- Aim of the exercise: Taking the line that contains "Each instance of the rocky" as the first, copy exactly every line through the last line of the records, and nothing else.

(Exercise data begins)

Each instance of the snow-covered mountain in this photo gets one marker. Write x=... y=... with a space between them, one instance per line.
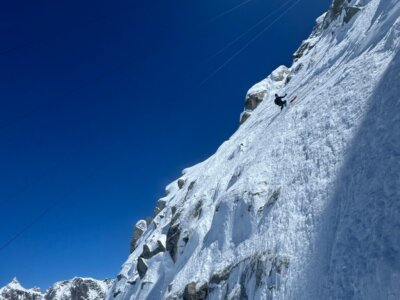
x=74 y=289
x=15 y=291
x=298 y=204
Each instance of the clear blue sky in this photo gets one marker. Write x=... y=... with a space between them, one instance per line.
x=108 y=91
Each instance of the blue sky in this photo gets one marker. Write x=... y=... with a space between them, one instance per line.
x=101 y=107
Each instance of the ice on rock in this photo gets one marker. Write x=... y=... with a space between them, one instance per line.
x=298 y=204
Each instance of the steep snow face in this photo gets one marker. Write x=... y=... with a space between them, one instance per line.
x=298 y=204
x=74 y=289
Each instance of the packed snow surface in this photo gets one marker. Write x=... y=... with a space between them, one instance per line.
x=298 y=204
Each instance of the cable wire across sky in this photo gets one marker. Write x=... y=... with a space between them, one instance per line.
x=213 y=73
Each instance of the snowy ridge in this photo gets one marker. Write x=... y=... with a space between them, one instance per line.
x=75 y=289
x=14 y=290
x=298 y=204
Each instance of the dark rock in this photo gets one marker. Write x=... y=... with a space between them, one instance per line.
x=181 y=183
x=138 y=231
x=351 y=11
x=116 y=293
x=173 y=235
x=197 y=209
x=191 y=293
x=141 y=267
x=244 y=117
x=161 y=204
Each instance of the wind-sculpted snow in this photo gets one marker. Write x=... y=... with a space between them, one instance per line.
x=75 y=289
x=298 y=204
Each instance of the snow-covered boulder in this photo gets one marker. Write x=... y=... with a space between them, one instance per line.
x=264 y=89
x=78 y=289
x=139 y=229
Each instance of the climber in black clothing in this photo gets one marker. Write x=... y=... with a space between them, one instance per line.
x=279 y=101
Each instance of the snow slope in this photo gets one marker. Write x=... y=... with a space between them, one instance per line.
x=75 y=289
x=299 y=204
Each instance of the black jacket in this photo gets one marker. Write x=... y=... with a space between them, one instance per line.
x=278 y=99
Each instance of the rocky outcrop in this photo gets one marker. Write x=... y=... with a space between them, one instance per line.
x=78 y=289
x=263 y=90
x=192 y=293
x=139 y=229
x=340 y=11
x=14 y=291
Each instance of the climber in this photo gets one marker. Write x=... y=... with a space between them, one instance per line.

(Exercise data ends)

- Solution for this exercise:
Each instance of the rocky outcrop in this photo gets one marker. Write x=... y=... with a space between them, one instance per line.
x=78 y=289
x=263 y=90
x=192 y=293
x=139 y=229
x=340 y=11
x=14 y=291
Each instance of the climber in this photo gets one marker. Write x=... y=... with a space between them, one instance per line.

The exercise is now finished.